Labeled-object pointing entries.
----------------

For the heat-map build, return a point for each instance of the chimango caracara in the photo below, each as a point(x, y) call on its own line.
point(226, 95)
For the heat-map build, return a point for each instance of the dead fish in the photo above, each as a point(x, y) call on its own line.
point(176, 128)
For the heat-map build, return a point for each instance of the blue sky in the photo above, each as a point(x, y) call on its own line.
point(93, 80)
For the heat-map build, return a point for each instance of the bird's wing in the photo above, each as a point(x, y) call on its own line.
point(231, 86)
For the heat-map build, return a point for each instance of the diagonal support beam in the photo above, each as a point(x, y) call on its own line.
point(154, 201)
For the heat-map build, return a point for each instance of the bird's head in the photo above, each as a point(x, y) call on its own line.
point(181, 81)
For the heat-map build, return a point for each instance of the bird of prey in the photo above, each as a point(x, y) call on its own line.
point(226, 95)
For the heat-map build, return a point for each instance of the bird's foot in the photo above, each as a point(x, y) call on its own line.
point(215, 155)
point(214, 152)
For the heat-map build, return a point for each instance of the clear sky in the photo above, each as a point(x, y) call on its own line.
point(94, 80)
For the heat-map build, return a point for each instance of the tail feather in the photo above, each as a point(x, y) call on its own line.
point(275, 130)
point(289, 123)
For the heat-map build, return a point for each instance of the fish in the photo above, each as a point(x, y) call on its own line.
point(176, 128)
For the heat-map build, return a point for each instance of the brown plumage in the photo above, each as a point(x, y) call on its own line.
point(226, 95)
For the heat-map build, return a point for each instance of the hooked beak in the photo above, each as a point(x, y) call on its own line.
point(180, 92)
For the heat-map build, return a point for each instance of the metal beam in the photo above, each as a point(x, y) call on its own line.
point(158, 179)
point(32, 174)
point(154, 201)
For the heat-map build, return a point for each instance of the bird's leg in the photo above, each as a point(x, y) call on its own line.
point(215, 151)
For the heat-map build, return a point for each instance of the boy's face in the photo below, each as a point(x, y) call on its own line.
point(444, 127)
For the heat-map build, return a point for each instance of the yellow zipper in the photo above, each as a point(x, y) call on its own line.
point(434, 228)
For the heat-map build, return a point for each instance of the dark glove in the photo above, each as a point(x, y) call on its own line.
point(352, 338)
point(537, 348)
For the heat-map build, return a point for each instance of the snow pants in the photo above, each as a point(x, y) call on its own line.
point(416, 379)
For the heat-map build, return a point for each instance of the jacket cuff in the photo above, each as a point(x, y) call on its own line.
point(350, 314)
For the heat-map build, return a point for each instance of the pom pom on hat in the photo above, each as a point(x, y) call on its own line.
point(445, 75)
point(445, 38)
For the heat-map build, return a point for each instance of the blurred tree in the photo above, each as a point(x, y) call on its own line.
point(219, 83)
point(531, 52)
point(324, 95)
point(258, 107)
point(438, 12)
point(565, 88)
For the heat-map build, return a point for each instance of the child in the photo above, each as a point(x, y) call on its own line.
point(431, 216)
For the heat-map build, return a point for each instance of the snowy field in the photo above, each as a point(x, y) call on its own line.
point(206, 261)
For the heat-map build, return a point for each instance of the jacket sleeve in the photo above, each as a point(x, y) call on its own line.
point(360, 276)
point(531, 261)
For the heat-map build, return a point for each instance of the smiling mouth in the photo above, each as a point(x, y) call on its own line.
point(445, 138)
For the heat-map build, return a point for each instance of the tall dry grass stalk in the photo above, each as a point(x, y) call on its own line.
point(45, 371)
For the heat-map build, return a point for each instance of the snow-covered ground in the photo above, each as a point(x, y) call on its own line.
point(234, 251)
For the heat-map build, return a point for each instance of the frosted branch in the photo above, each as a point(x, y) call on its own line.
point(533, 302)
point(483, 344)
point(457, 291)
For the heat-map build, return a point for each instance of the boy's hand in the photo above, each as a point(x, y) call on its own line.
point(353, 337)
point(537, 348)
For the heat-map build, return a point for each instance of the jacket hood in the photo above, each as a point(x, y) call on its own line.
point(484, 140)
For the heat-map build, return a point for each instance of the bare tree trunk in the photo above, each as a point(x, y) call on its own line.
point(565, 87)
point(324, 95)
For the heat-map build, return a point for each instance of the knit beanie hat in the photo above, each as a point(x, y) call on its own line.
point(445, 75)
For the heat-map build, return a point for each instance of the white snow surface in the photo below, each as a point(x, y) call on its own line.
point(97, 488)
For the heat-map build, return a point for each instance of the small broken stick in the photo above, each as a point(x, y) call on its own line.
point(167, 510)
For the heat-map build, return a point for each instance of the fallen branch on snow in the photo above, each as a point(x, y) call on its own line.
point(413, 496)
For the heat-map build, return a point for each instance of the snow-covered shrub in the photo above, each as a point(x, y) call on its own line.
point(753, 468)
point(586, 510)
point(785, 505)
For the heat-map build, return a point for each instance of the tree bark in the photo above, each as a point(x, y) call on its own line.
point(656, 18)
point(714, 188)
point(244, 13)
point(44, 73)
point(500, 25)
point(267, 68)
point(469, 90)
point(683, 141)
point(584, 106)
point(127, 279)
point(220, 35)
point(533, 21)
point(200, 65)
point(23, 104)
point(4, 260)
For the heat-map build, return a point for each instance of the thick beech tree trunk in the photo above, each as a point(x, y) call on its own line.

----------------

Copy the data above in full, character for character.

Answer for this exercise.
For the heat-map build, return a point for each instance of the chimango caracara in the photo below, each as a point(x, y) call on its own line.
point(226, 95)
For the heat-map build, return a point for each instance of the dead fish in the photo above, each as a point(x, y) call on its own line.
point(176, 128)
For the heat-map build, return a point for each instance of the blue sky in the photo above, each as a point(x, y) call on its own line.
point(93, 80)
For the heat-map build, return a point for each instance of the bird's wing in the photo above, each as a point(x, y) call on its own line.
point(231, 86)
For the heat-map build, return a point for each instance of the diagonal support beam in the photo above, each as a point(x, y) call on its own line.
point(154, 201)
For the heat-map build, return a point for each instance of the bird's head in the photo above, each as a point(x, y) call on its own line.
point(181, 81)
For the heat-map build, return a point for each instance of the bird of prey in the photo above, each as a point(x, y) call on its own line.
point(226, 95)
For the heat-map build, return a point for each instance of the bird's foot in the photo above, each as a point(x, y) call on its own line.
point(215, 155)
point(214, 152)
For the heat-map build, return a point for each instance of the clear sky in the photo above, each as a point(x, y) call on its own line.
point(94, 80)
For the heat-map build, return a point for each instance of the tail feather in the photo above, each as a point(x, y) call on its own line.
point(275, 130)
point(289, 123)
For the heat-map build, return a point for each instance of the fish in the photo above, each as a point(x, y) call on its own line.
point(176, 128)
For the heat-map build, return a point for each instance of the brown plumage in the photo above, each as a point(x, y) call on its own line.
point(226, 95)
For the heat-map build, return a point for each instance of the hooked beak in the photo above, each as a point(x, y) call on its own line.
point(180, 92)
For the heat-map build, return a point for each instance of the metal beam in the photo above, each as a point(x, y) call on its own line.
point(158, 179)
point(32, 174)
point(154, 201)
For the heat-map build, return a point for each instance of the bird's leg in the photo above, each as a point(x, y) call on its own line.
point(215, 151)
For the heat-map build, return a point for each instance of the boy's face in the photo below, each as a point(x, y) call on its own line.
point(444, 127)
For the heat-map build, return a point for each instance of the yellow zipper in the photo above, each as a point(x, y) call on its own line.
point(434, 228)
For the heat-map build, return a point for each instance of the dark glove in the photo above, each as a point(x, y) call on its own line.
point(352, 338)
point(537, 348)
For the heat-map build, return a point for each instance of the snow pants in the photo above, each as a point(x, y) call on its own line.
point(416, 379)
For the heat-map build, return a point for each instance of the jacket cuff in the photo above, each as a point(x, y) call on its own line.
point(350, 314)
For the heat-map build, return a point for each instance of the pom pom on hat in the photo above, each as a point(x, y) call on its own line.
point(445, 75)
point(445, 38)
For the heat-map build, return a point for each instance of the blurred tree in the photo above, each as a point(x, y) call on its own line.
point(219, 83)
point(531, 52)
point(324, 95)
point(258, 107)
point(438, 12)
point(565, 88)
For the heat-map build, return a point for each instance of the child in the photo above, each as a point(x, y) call on its own line.
point(431, 216)
For the heat-map build, return a point for each instance of the snowy field in the photo above, each as a point(x, y) call on its own line.
point(206, 261)
For the heat-map build, return a point for each instance of the jacket sleeve in the photo above, each as a point(x, y) call on its own line.
point(360, 276)
point(531, 261)
For the heat-map build, return a point for each instance of the smiling mouth in the photo above, each as a point(x, y) call on its own line.
point(445, 138)
For the heat-map build, return a point for each instance of the tall dry grass stalk in the photo above, each as a point(x, y) call on its own line.
point(45, 371)
For the heat-map build, return a point for each instance of the snow-covered ground in the photo above, each as a point(x, y) call on its own line.
point(234, 251)
For the heat-map build, return a point for each instance of the frosted branch in the photo above, each as a point(x, y) call on its own line.
point(533, 302)
point(483, 344)
point(457, 291)
For the heat-map build, return a point for each instance of the boy's hand in the photo above, each as a point(x, y) call on its own line.
point(353, 337)
point(537, 348)
For the heat-map build, return a point for each instance of the jacket hood in the photo above, each as a point(x, y) call on its own line.
point(484, 140)
For the heat-map build, return a point for each instance of the bare tree trunk in the photo above, each as a point(x, y) call on its own line.
point(565, 87)
point(324, 95)
For the heat-map build, return a point for each instance of the knit beanie hat in the photo above, each as a point(x, y) call on its own line.
point(445, 75)
For the heat-map build, return a point for each instance of the white snow surface in the photo below, each as a point(x, y) call on its own line.
point(97, 488)
For the heat-map build, return a point for each instance of the small broken stick in the photo above, each as a point(x, y) call on its own line.
point(167, 510)
For the heat-map build, return a point for each instance of the fallen branch on snow in the photo above, each as a point(x, y) call on its own line.
point(413, 496)
For the heat-map build, return a point for each instance of the snow-covered shrub in the photo above, each as a point(x, y) call on its own line.
point(753, 468)
point(586, 510)
point(785, 505)
For the heat-map build, return a point for each instance of the tree bark in the photo above, each as a point(x, y) call on its own line.
point(656, 18)
point(714, 188)
point(244, 13)
point(44, 73)
point(500, 25)
point(267, 68)
point(469, 90)
point(683, 141)
point(584, 106)
point(127, 279)
point(220, 35)
point(533, 21)
point(200, 65)
point(23, 104)
point(4, 260)
For the heat-map build, return a point for each instance of the thick beech tree trunk in the photo above, each as a point(x, y) call on its own line.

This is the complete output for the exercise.